Try it: In the entries below, take the lines from the one containing "For each <instance>" up to and including the one containing "positive clicks: (172, 172)", and rewrite them as a numbered list with any blank lines dropped.

Provided information:
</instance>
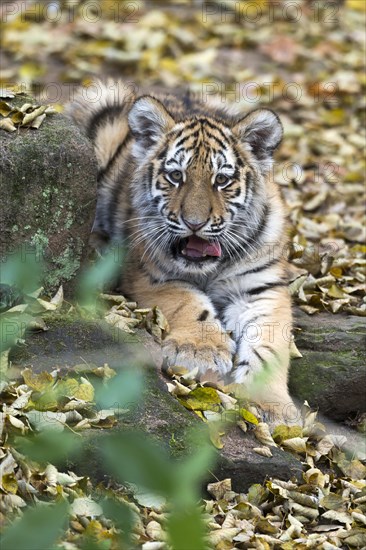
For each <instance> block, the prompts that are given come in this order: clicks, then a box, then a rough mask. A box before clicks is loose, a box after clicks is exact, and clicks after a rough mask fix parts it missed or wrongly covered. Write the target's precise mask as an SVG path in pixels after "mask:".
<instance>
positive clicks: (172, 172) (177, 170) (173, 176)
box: [169, 170, 183, 183]
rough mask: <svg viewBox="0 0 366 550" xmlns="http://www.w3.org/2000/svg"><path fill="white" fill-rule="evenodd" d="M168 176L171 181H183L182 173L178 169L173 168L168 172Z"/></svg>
mask: <svg viewBox="0 0 366 550" xmlns="http://www.w3.org/2000/svg"><path fill="white" fill-rule="evenodd" d="M169 178H170V180H171V182H172V183H181V182H182V181H183V174H182V172H181V171H180V170H173V172H169Z"/></svg>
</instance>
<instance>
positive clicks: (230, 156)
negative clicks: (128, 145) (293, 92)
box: [129, 96, 282, 274]
mask: <svg viewBox="0 0 366 550" xmlns="http://www.w3.org/2000/svg"><path fill="white" fill-rule="evenodd" d="M129 124H130V128H131V131H132V133H133V135H134V137H135V144H134V148H133V154H134V156H135V158H136V160H137V165H138V167H139V168H138V178H139V180H140V178H141V179H142V182H141V181H139V182H136V183H137V186H136V187H137V190H136V196H135V206H136V207H137V209H138V211H139V213H140V215H141V217H142V218H145V220H144V221H143V223H145V224H146V233H147V240H148V241H150V243H149V245H148V246H150V249H151V251H153V254H155V255H159V257H160V258H164V259H168V260H169V261H170V262H173V263H174V264H175V267H176V268H177V269H179V270H180V271H182V272H189V273H202V274H207V273H209V272H211V271H213V270H215V269H216V267H217V264H218V263H220V262H222V261H226V260H230V259H232V260H234V259H235V258H238V257H243V255H244V254H245V251H246V249H247V248H249V249H250V248H253V245H252V244H250V241H251V239H252V240H253V236H254V234H255V232H256V231H257V230H258V229H260V226H261V224H263V218H264V213H265V209H266V193H265V177H264V176H265V173H266V171H268V168H269V167H270V164H271V157H272V152H273V150H274V149H275V148H276V147H277V145H278V144H279V142H280V140H281V138H282V126H281V123H280V121H279V119H278V118H277V116H276V115H275V114H274V113H272V111H269V110H258V111H254V112H253V113H251V114H249V115H248V116H246V117H245V118H243V119H241V120H239V121H238V122H237V123H235V124H234V126H229V125H225V123H224V122H223V121H221V120H218V119H215V118H213V117H210V116H196V117H193V118H187V119H186V120H184V121H183V122H178V123H177V122H176V121H175V120H174V119H173V117H172V116H171V115H170V114H169V113H168V112H167V110H166V109H165V107H164V106H163V105H162V104H161V103H160V102H159V101H158V100H156V99H154V98H152V97H149V96H145V97H142V98H140V99H138V100H137V101H136V103H135V104H134V106H133V107H132V109H131V111H130V113H129ZM138 186H140V187H139V188H138Z"/></svg>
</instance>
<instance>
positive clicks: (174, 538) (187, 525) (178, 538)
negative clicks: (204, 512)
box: [167, 506, 207, 550]
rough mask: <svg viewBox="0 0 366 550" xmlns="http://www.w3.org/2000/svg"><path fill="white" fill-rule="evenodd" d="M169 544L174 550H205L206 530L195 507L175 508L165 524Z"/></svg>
mask: <svg viewBox="0 0 366 550" xmlns="http://www.w3.org/2000/svg"><path fill="white" fill-rule="evenodd" d="M167 531H168V536H169V542H170V544H171V545H172V547H173V548H174V550H187V549H188V548H192V549H193V548H194V550H207V541H205V535H206V533H207V529H206V527H205V525H204V523H203V518H202V514H201V512H200V510H199V509H198V507H197V506H191V507H190V508H189V509H185V510H182V509H181V508H177V509H176V510H174V512H172V514H171V515H170V516H169V519H168V522H167Z"/></svg>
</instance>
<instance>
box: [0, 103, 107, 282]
mask: <svg viewBox="0 0 366 550" xmlns="http://www.w3.org/2000/svg"><path fill="white" fill-rule="evenodd" d="M7 101H8V103H10V104H14V105H16V106H21V105H23V104H24V103H28V102H32V101H33V100H32V98H30V97H27V96H16V98H15V99H13V100H7ZM0 170H1V171H0V194H1V203H2V204H1V209H0V256H1V258H4V257H8V256H9V255H10V254H12V253H13V252H14V251H15V250H17V249H18V248H19V247H20V246H21V247H22V253H23V254H27V253H28V252H29V250H30V249H31V247H36V249H37V251H38V252H39V254H41V255H42V256H43V257H44V258H45V260H46V262H47V267H46V270H45V273H44V278H43V284H44V285H45V287H46V289H47V290H49V291H53V290H55V289H56V288H57V286H58V285H59V284H61V283H64V284H65V283H66V289H68V288H69V287H70V286H72V284H73V282H74V277H75V274H76V273H77V271H78V269H79V268H80V265H81V264H82V262H83V260H84V257H85V255H86V247H85V245H86V243H87V242H88V238H89V233H90V229H91V225H92V220H93V215H94V210H95V202H96V174H97V167H96V160H95V158H94V154H93V150H92V146H91V144H90V142H89V140H88V139H87V138H86V137H84V136H83V135H82V134H81V132H80V130H79V129H78V128H77V127H76V126H75V125H73V124H72V123H71V122H70V121H69V120H68V119H67V118H66V117H65V116H63V115H61V114H54V115H50V116H47V117H46V119H45V120H44V122H43V124H42V125H41V127H40V128H39V129H38V130H35V129H30V128H21V129H19V130H17V131H16V132H13V133H7V132H5V131H4V130H0Z"/></svg>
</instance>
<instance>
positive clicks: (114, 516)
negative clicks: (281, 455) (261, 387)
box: [0, 288, 366, 550]
mask: <svg viewBox="0 0 366 550" xmlns="http://www.w3.org/2000/svg"><path fill="white" fill-rule="evenodd" d="M40 293H41V289H40V290H39V291H38V292H35V293H33V294H32V295H28V296H26V297H25V298H26V299H25V300H24V299H22V298H19V297H17V296H15V295H12V296H9V302H11V300H12V299H13V300H16V301H20V302H22V301H24V302H25V303H19V304H18V305H16V306H13V307H12V308H10V309H7V310H6V311H5V313H4V314H3V315H4V316H3V317H2V327H3V330H6V323H11V322H12V320H13V322H14V321H15V319H17V316H19V315H21V316H22V317H21V318H22V322H23V327H25V325H26V324H27V325H28V327H32V328H35V329H38V330H47V326H46V322H45V321H44V319H43V317H44V316H45V315H46V316H49V315H56V316H57V315H58V312H59V311H60V310H62V309H63V308H65V307H66V308H67V309H68V310H70V304H67V303H63V293H62V288H60V289H59V291H58V292H57V293H56V295H55V296H54V297H53V298H52V299H51V300H50V301H48V300H44V299H42V298H40V297H39V296H40ZM13 294H14V293H13ZM98 303H99V307H98V310H99V312H100V314H101V312H102V315H103V316H104V318H105V320H106V321H107V322H109V323H111V324H112V325H113V326H114V327H119V328H120V329H121V330H127V331H129V332H131V331H132V332H133V330H134V328H136V327H137V326H142V327H146V328H147V329H148V330H149V331H150V332H151V333H152V334H154V336H155V338H160V337H161V335H162V332H163V331H165V330H166V329H167V323H166V321H165V319H164V316H163V315H162V314H161V312H160V311H159V310H157V309H155V310H148V309H145V310H141V309H138V308H137V305H136V304H135V303H132V302H127V301H126V300H125V299H124V298H123V297H122V296H110V295H105V294H102V295H100V296H99V298H98ZM8 305H10V304H8ZM71 308H72V309H73V306H71ZM78 309H79V313H80V314H82V315H83V316H85V315H86V316H90V315H91V310H90V306H89V307H88V308H86V309H85V306H84V308H83V307H82V306H78ZM25 316H27V318H26V317H25ZM26 320H27V323H25V321H26ZM20 344H22V342H21V341H20ZM23 345H24V343H23ZM1 358H2V366H3V369H4V370H5V366H4V364H5V363H7V355H6V354H5V356H4V355H2V357H1ZM12 369H13V372H12V376H11V377H10V378H8V380H7V381H6V380H5V379H3V381H2V382H1V387H0V391H1V402H2V405H1V412H0V439H1V441H2V445H1V448H0V458H1V464H0V473H1V475H0V484H1V485H0V495H1V497H0V520H1V524H2V525H3V527H4V526H6V525H7V521H8V519H9V518H10V519H12V518H14V517H16V516H18V515H20V521H21V522H22V523H21V524H20V527H19V528H18V530H17V527H16V525H17V524H16V523H15V524H13V527H14V526H15V527H14V528H13V529H12V528H10V534H9V531H8V532H7V534H6V535H5V539H4V541H3V543H4V544H5V546H4V548H5V550H7V549H8V548H14V544H20V546H19V548H24V550H26V548H28V547H27V540H28V539H27V536H28V535H27V531H28V530H29V536H30V540H33V537H37V528H36V527H35V525H36V517H33V516H32V515H31V514H32V513H36V514H37V510H38V513H39V514H41V513H42V512H44V511H45V510H47V508H43V509H42V506H41V507H39V506H38V508H36V509H35V511H34V512H32V510H30V511H28V512H27V507H29V505H31V504H40V503H42V502H43V503H48V504H51V503H54V504H55V503H56V506H61V505H62V503H68V504H69V507H68V509H67V512H65V510H63V513H64V514H66V515H65V518H66V523H65V524H64V532H63V535H62V537H61V538H60V537H58V543H57V548H64V549H65V550H74V549H75V550H76V549H78V548H81V549H88V550H89V549H94V550H104V549H105V550H107V549H108V550H109V549H110V550H121V549H122V548H130V547H132V546H133V545H135V546H136V547H138V548H143V549H144V550H159V549H161V550H169V548H171V546H170V545H169V542H168V534H167V525H168V523H169V518H170V516H171V513H172V512H171V505H170V504H171V503H170V502H169V500H167V499H166V498H165V497H164V491H163V484H164V475H165V467H166V466H165V465H163V467H164V469H163V474H162V480H161V482H162V485H161V490H162V494H160V493H159V492H151V491H146V490H141V489H138V488H137V487H136V486H134V485H130V484H124V485H123V486H121V485H116V484H112V485H110V486H109V487H106V486H105V484H103V485H102V484H100V485H98V486H95V485H93V484H92V483H91V481H90V480H89V479H88V478H87V477H83V476H77V475H76V474H75V473H74V472H72V471H64V468H60V467H57V465H58V464H60V463H61V464H62V463H64V462H65V457H67V456H69V455H70V454H72V453H75V452H76V453H77V452H80V449H81V447H82V446H83V445H85V439H84V441H83V437H82V434H83V432H84V431H85V430H88V431H90V430H91V429H93V430H97V429H104V430H108V429H111V428H113V426H115V425H116V424H117V423H118V418H119V417H120V416H121V415H123V414H125V413H126V412H128V411H127V410H125V409H123V408H121V407H119V408H118V409H115V408H108V407H107V406H105V408H104V406H103V405H104V402H103V397H102V398H101V394H100V390H101V384H103V385H105V384H106V383H108V382H109V383H111V384H112V385H113V386H117V390H116V389H115V390H114V391H115V392H116V391H117V393H116V399H119V402H120V398H121V395H122V394H123V389H124V386H126V385H127V386H128V390H127V391H128V400H129V401H130V400H132V401H133V396H132V394H131V386H130V384H131V381H132V384H133V386H132V387H133V389H132V391H133V392H135V393H136V396H137V395H139V394H141V391H142V389H141V387H140V386H139V383H138V382H137V385H136V381H133V377H132V379H129V378H128V377H129V376H131V375H128V376H127V377H126V378H124V381H123V384H122V386H121V387H120V389H119V388H118V384H116V380H117V378H118V377H117V374H116V372H115V371H114V370H113V369H111V368H110V367H109V366H108V364H107V363H105V364H104V366H102V367H101V366H99V367H98V366H96V365H89V364H79V365H74V366H72V367H70V368H69V369H67V370H66V369H61V368H58V367H57V366H56V365H55V368H54V370H53V371H52V372H41V373H35V372H33V371H32V369H30V368H25V369H23V370H20V371H19V369H17V368H16V365H12ZM168 374H169V375H170V377H171V381H170V382H168V389H169V391H170V392H171V393H172V394H173V395H175V396H176V398H177V399H178V400H179V401H180V403H181V404H182V405H184V406H185V407H186V408H188V409H189V410H191V411H194V413H195V414H197V415H198V416H199V417H200V418H201V419H202V420H203V421H204V422H205V423H206V424H207V426H208V429H209V434H210V438H211V442H212V444H213V445H214V446H216V447H217V448H219V449H220V448H222V446H223V443H222V440H221V437H222V435H223V434H224V433H225V430H227V429H228V428H230V426H231V425H233V423H235V424H237V425H238V426H239V427H240V428H241V429H242V431H243V438H245V432H247V431H248V430H251V431H253V433H254V435H255V437H256V438H257V440H258V446H257V447H256V448H255V449H254V450H255V452H257V453H258V454H262V455H265V456H269V457H270V456H272V453H271V448H273V447H276V446H279V447H281V448H282V449H284V450H285V451H287V452H291V453H294V454H295V456H296V457H297V458H299V460H300V461H301V462H302V464H303V469H304V471H303V474H302V478H301V479H300V480H297V481H296V480H295V479H293V480H290V481H281V480H277V479H269V480H268V481H267V482H266V483H264V484H263V485H258V484H256V485H252V486H251V487H250V489H249V491H248V493H245V494H244V493H240V494H239V493H235V492H234V491H233V490H232V488H231V481H230V479H225V480H221V481H217V482H216V483H211V484H210V485H208V487H207V491H208V494H209V495H210V497H209V498H206V499H204V500H201V501H200V504H199V507H200V510H201V514H202V518H203V521H204V524H205V526H206V529H207V534H206V539H205V541H206V542H205V548H207V549H217V550H231V549H234V548H260V549H262V548H263V549H267V548H282V549H284V550H291V549H292V548H296V549H305V548H321V549H324V550H331V549H333V548H363V547H364V546H365V545H366V529H365V526H366V479H365V478H366V467H365V466H364V464H363V462H362V460H360V458H361V459H363V460H364V459H365V456H362V449H359V450H358V451H359V457H357V456H350V455H349V453H347V452H344V450H343V449H344V446H345V444H346V441H345V438H344V437H343V436H337V435H332V434H330V433H327V432H326V429H325V427H324V426H323V425H322V424H321V423H320V422H319V421H317V414H316V413H315V412H312V411H311V410H310V409H309V407H308V406H307V405H304V407H303V410H302V419H301V421H300V422H299V425H297V426H292V427H288V426H285V425H278V426H276V427H275V429H274V431H273V432H272V434H271V432H270V429H269V427H268V425H267V424H265V423H264V422H260V421H259V420H258V418H257V417H256V414H254V413H253V412H252V411H251V410H249V409H247V408H245V406H244V405H243V404H242V403H241V402H239V401H238V399H237V398H236V397H235V396H234V395H233V394H231V393H230V390H229V389H228V388H225V387H219V386H217V385H214V384H212V383H211V384H200V383H198V382H196V381H195V380H194V379H193V378H192V374H190V373H188V372H187V371H185V370H184V369H183V370H182V369H179V368H178V367H177V368H173V369H170V370H169V371H168ZM116 377H117V378H116ZM98 381H99V383H98ZM125 389H126V388H125ZM111 391H113V390H111V387H109V388H108V387H107V389H105V390H104V392H105V393H104V395H105V396H107V395H108V396H109V397H108V403H110V402H111V400H112V401H113V399H112V398H111V397H110V396H111ZM117 394H118V396H119V398H118V397H117ZM102 395H103V390H102ZM238 413H239V414H238ZM231 415H232V419H231ZM223 417H225V419H226V421H225V424H223V422H222V418H223ZM128 442H129V440H127V443H128ZM122 449H123V447H122ZM124 452H126V449H125V451H124ZM136 458H137V457H136ZM120 460H121V457H120V458H118V457H117V462H118V461H120ZM122 462H123V461H122ZM55 464H56V465H55ZM206 468H207V466H206V465H205V463H203V471H202V473H203V474H204V472H205V471H206ZM175 471H176V472H177V473H176V474H175V473H174V476H175V477H174V483H176V484H177V485H179V481H180V480H179V479H178V478H179V469H178V467H177V466H174V472H175ZM183 471H184V468H183ZM188 474H189V476H190V475H191V474H190V473H189V472H188ZM145 481H146V477H145ZM154 487H159V485H157V484H156V483H155V482H154ZM111 501H112V502H113V503H114V506H115V505H117V506H119V505H120V506H124V507H125V508H126V509H127V510H128V511H129V514H130V523H129V524H128V528H126V527H124V528H123V526H122V527H121V525H119V524H118V522H116V516H114V515H113V514H114V512H113V511H114V508H113V507H112V508H110V502H111ZM57 503H58V504H57ZM54 510H55V511H56V512H57V513H61V512H60V511H59V510H58V508H54ZM24 511H25V513H24V515H23V512H24ZM49 511H52V507H51V508H49ZM27 514H28V515H27ZM29 514H30V515H29ZM56 516H57V514H56V515H55V517H51V518H49V519H50V520H51V519H52V521H54V519H55V518H56ZM42 518H43V516H41V515H40V520H41V521H42ZM45 520H46V519H45V518H44V521H45ZM18 521H19V520H18ZM187 522H188V520H187ZM187 524H188V523H187ZM56 527H58V524H57V523H56ZM187 528H188V527H187ZM126 529H127V530H126ZM20 533H22V534H20ZM127 533H129V535H130V537H131V538H130V543H127V545H125V544H126V543H125V542H123V540H124V539H123V537H125V536H127ZM24 535H25V536H24ZM45 536H46V535H45ZM7 537H8V538H7ZM17 537H18V538H17ZM121 537H122V538H121ZM54 538H55V535H54ZM9 539H10V541H12V544H13V546H11V545H7V544H8V543H7V540H8V541H9ZM37 540H38V544H42V543H44V544H45V542H44V541H45V540H47V539H45V538H38V539H37ZM184 540H185V538H184V536H183V538H182V544H183V545H181V546H173V548H174V549H175V548H177V549H179V548H182V549H183V548H186V547H185V546H184ZM9 544H10V543H9ZM130 545H131V546H130ZM30 547H31V548H35V546H34V544H33V545H32V544H31V546H30ZM47 548H48V547H47ZM45 549H46V547H45ZM187 550H188V547H187ZM189 550H196V548H195V549H193V547H189Z"/></svg>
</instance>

Expected answer:
1. For each <instance> block, the prompts that are given come in this order: clicks, then a box, then a rough mask. A box before clicks is loose, a box after clicks is exact, and clicks after a rough mask fix parts it missed or wrongly covered. Write the target's precise mask as an SVG path in pixels after "mask:".
2. <instance>
3. positive clicks: (172, 172) (177, 170) (173, 176)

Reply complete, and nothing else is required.